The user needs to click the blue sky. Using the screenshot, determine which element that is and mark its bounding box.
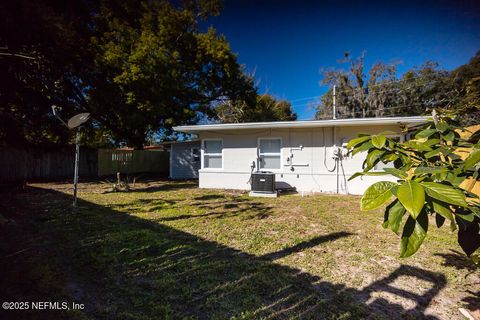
[209,0,480,119]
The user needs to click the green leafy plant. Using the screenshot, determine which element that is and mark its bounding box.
[348,116,480,263]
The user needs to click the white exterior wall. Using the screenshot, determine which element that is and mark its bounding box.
[199,125,400,194]
[170,141,200,179]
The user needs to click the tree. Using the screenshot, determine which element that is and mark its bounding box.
[0,0,256,148]
[316,53,459,119]
[348,114,480,262]
[216,94,297,123]
[88,0,255,147]
[0,0,91,144]
[446,51,480,124]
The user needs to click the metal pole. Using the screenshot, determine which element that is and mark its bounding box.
[73,129,80,207]
[333,85,337,120]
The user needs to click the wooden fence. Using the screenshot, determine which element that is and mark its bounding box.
[98,149,169,176]
[0,146,98,183]
[0,146,169,183]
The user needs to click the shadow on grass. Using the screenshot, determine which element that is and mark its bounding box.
[128,180,198,193]
[0,190,445,319]
[435,250,478,272]
[260,232,353,260]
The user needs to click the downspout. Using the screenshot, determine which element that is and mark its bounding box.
[333,126,340,194]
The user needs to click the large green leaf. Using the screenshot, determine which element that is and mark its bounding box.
[463,149,480,169]
[352,141,373,156]
[400,212,428,258]
[372,135,387,149]
[415,129,437,139]
[348,171,388,181]
[432,201,455,221]
[397,180,425,219]
[347,136,370,149]
[360,181,397,211]
[435,120,450,133]
[421,182,468,207]
[383,168,408,179]
[405,140,432,152]
[365,149,385,171]
[415,167,448,174]
[383,200,405,234]
[458,218,480,256]
[442,131,455,141]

——

| Your objective |
Could you edit the data above, replacing "The user needs to click" with "The user wants to select" everywhere, changing nothing else, and leaving the pictures out?

| Problem solution |
The user wants to select the blue sky. Using the screenshot, determine which element that is and mark its bounding box.
[209,0,480,119]
The user wants to select the green leafy plant. Using the screenshot, determine which element that is and mark its bounding box.
[348,116,480,263]
The user wants to select the white exterior wall. Using the screenshot, determine which element that is and mark its bounding box.
[199,125,400,194]
[170,141,200,179]
The user wants to select the tree. Using the screenshot, determine which element that is and mark its bounding box.
[0,0,256,148]
[316,53,459,119]
[348,114,480,262]
[216,94,297,123]
[88,0,255,147]
[0,0,91,144]
[446,51,480,124]
The user wants to select the metal pole. Using the screenshot, determine which element that is and mark its bounding box.
[73,129,80,207]
[333,85,337,120]
The user wants to select the wooden fence. Using the screenshot, determine which element that is and mark its bounding box.
[98,149,169,176]
[0,146,98,183]
[0,146,169,183]
The user wants to select the shadow on grass. Using the screenshot, determine which element that is and mark its bounding box.
[128,180,198,193]
[0,190,445,319]
[435,250,478,272]
[260,232,353,260]
The user wants to select the downspout. Using the screenshot, determine which element that is and mark its bounding box.
[333,126,340,194]
The user wants to select the large green leaf. Using the screenshot, determine which element that is and mark its bounding box.
[463,149,480,169]
[352,141,373,156]
[400,212,428,258]
[372,135,387,149]
[415,129,437,139]
[348,171,388,181]
[432,201,455,221]
[397,180,425,219]
[347,136,370,149]
[360,181,397,211]
[435,120,450,133]
[421,182,468,207]
[383,168,408,179]
[405,140,432,152]
[365,149,385,171]
[415,167,448,174]
[383,200,405,234]
[458,218,480,256]
[442,131,455,141]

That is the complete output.